▶ _PROBLEM DETAILS_:
Rewrite the items below as a numbered list, omitting any blank lines.

↓

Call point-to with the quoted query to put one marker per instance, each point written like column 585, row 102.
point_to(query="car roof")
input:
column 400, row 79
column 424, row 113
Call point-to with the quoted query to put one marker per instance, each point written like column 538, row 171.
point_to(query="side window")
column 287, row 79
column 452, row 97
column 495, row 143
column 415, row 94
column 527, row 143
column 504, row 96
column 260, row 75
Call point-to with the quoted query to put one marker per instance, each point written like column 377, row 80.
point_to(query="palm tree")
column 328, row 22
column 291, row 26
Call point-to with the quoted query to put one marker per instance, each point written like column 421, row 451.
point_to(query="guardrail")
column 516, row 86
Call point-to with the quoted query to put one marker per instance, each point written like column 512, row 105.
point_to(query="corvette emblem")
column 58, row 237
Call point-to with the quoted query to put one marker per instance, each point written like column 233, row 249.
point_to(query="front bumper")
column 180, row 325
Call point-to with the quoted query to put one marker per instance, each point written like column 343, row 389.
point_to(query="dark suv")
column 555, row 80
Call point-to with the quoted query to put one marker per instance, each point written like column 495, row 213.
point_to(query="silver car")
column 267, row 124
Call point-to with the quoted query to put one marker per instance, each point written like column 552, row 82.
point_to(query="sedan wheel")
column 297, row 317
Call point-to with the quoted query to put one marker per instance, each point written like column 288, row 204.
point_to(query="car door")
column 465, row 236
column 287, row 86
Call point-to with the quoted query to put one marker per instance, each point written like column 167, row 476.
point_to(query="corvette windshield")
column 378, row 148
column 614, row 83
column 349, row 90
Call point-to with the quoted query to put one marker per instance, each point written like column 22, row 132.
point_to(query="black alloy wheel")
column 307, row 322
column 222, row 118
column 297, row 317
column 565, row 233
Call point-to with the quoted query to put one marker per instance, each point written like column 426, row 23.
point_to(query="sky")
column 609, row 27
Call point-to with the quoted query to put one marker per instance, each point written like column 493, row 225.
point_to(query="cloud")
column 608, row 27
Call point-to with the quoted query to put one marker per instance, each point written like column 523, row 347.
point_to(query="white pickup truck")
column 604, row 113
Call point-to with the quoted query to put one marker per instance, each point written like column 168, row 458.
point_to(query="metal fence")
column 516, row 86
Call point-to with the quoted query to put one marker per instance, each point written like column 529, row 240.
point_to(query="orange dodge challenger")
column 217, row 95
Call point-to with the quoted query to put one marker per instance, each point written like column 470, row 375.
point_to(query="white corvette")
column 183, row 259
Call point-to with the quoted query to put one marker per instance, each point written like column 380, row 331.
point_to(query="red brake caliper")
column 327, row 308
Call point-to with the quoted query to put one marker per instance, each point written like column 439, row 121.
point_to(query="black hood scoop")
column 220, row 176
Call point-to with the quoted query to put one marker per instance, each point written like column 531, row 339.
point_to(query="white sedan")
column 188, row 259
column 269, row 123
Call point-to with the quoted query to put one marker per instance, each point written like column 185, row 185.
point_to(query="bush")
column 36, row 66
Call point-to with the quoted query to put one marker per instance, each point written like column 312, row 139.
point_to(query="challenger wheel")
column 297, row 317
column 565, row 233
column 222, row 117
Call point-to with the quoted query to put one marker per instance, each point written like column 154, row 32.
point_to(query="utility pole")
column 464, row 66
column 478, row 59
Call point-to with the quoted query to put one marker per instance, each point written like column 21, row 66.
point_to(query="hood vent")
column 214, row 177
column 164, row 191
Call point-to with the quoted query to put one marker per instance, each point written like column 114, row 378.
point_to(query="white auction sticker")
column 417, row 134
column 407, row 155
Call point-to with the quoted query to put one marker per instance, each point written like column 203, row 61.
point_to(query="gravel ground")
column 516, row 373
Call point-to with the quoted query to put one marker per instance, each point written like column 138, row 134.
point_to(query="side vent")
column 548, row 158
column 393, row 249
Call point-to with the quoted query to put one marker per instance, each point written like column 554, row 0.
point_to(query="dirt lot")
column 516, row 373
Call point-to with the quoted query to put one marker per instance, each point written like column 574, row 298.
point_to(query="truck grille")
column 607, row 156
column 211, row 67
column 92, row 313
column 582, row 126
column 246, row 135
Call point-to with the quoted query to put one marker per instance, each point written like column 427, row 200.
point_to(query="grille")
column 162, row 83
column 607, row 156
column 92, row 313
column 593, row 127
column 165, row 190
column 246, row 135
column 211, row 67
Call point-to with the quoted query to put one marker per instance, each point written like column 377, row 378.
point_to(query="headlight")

↑

▶ _SOLUTION TO THIS EXERCISE_:
1. Call point-to with the quoted query to put one marker per instance, each point written like column 585, row 102.
2. point_to(query="car roof")
3. input:
4. column 400, row 79
5. column 424, row 113
6. Call point-to with the quoted query to put one marker per instance, each point written like column 538, row 171.
7. point_to(query="side window")
8. column 287, row 79
9. column 452, row 97
10. column 495, row 143
11. column 415, row 94
12. column 527, row 143
13. column 504, row 96
14. column 260, row 75
15. Call point-to with the quoted query to put one marker per instance, each point written like column 377, row 80.
16. point_to(query="palm tree")
17. column 328, row 22
18. column 291, row 26
19. Call point-to with the quoted query to put one marker per instance, each point written like column 421, row 451.
20. point_to(query="guardrail")
21. column 516, row 86
22. Call point-to with the quoted query to put one marker per instance, each point written like column 512, row 105.
23. point_to(query="corvette emblem")
24. column 58, row 237
25. Call point-to with the quoted query to put one marker per instance, each point written like column 233, row 249.
26. point_to(query="front bumper")
27. column 180, row 325
28. Call point-to with the quoted query to put one marker per instance, each point written like column 343, row 389.
29. point_to(query="dark suv")
30. column 555, row 80
31. Call point-to with the quoted query to put one marker per instance, each point written like column 495, row 213.
32. point_to(query="silver car")
33. column 267, row 124
34. Call point-to with the quoted query to put one marker per instance, each point written like column 552, row 82.
35. point_to(query="sedan wheel")
36. column 297, row 317
37. Call point-to with the quoted query to put one marker per instance, each point written like column 288, row 204.
38. point_to(query="car door")
39. column 465, row 236
40. column 287, row 86
41. Call point-to with the quoted query to put one marker per instance, each point written like column 167, row 476.
42. point_to(query="corvette windshield")
43. column 378, row 148
44. column 614, row 83
45. column 349, row 90
46. Call point-to with the quoted query to put one marker per instance, each point written like column 22, row 132.
47. point_to(query="black alloy wheel")
48. column 307, row 322
49. column 222, row 118
50. column 297, row 317
51. column 565, row 233
52. Call point-to with the quoted query to put one marker per instance, each point written like column 426, row 23.
53. point_to(query="sky")
54. column 609, row 27
55. Call point-to with the quoted query to put one marker per instance, each point written like column 493, row 225.
56. point_to(query="cloud")
57. column 608, row 27
58. Call point-to with the quoted query to put one marker per instance, each point written like column 523, row 347.
59. point_to(query="white pickup truck")
60. column 604, row 113
61. Call point-to with the quoted query to put one marker per instance, each point written like column 168, row 458.
62. point_to(query="metal fence")
63. column 516, row 86
64. Call point-to with the quoted query to put one marker per instance, each point written like column 529, row 240.
65. point_to(query="orange dodge challenger")
66. column 217, row 95
67. Call point-to with the quoted query to put one marker per instance, each point written like column 470, row 375.
68. point_to(query="white corvette")
69. column 183, row 259
70. Call point-to with the quoted query to put one marker per instance, each point written like column 380, row 331.
71. point_to(query="red brake caliper")
72. column 327, row 308
73. Call point-to with the quoted query to put one marker per instance, each point written like column 439, row 121.
74. point_to(query="black hood scoop")
75. column 220, row 176
76. Call point-to with the quoted query to put one marker per instance, each point written like column 531, row 339.
77. point_to(query="white sedan")
78. column 188, row 259
79. column 269, row 123
80. Call point-to with the quoted query to put one marker per instance, each point written like column 185, row 185.
81. point_to(query="bush")
82. column 36, row 66
83. Call point-to with the quoted query to put one marker per instance, each point written like column 312, row 139.
84. point_to(query="challenger wheel")
85. column 297, row 317
86. column 565, row 233
87. column 222, row 117
88. Call point-to with the quoted query to put one marker per instance, each point written like column 154, row 32.
89. point_to(query="utility pole")
90. column 464, row 66
91. column 478, row 59
92. Call point-to with the quoted query to put one marker per instance, each point written like column 21, row 66.
93. point_to(query="hood vent")
94. column 214, row 177
95. column 164, row 191
96. Call point-to with the quoted query to put one marker per instance, each point written like column 114, row 378.
97. point_to(query="white auction sticker")
98. column 417, row 134
99. column 407, row 155
100. Call point-to with the quoted query to put one marker per instance, each point written like column 203, row 61.
101. point_to(query="gravel ground")
102. column 516, row 373
103. Call point-to with the quoted query to put one marker per instance, each point written like column 138, row 134.
104. point_to(query="side vent")
105. column 548, row 158
106. column 393, row 249
107. Call point-to with the quoted query to put one marker per instance, each point written like column 554, row 0.
108. point_to(query="dirt lot")
109. column 516, row 373
110. Call point-to with the quoted query to put one marker per instance, each point written like column 574, row 298.
111. point_to(query="truck grille")
112. column 607, row 156
113. column 211, row 67
114. column 92, row 313
115. column 582, row 126
116. column 246, row 135
117. Call point-to with the quoted query to put one marker per instance, each point written like column 427, row 200.
118. point_to(query="grille")
119. column 162, row 83
120. column 607, row 156
121. column 92, row 313
122. column 593, row 127
123. column 165, row 190
124. column 246, row 135
125. column 211, row 67
126. Call point-to with the quoted query to put one marker per instance, each point written like column 377, row 378.
127. point_to(query="headlight")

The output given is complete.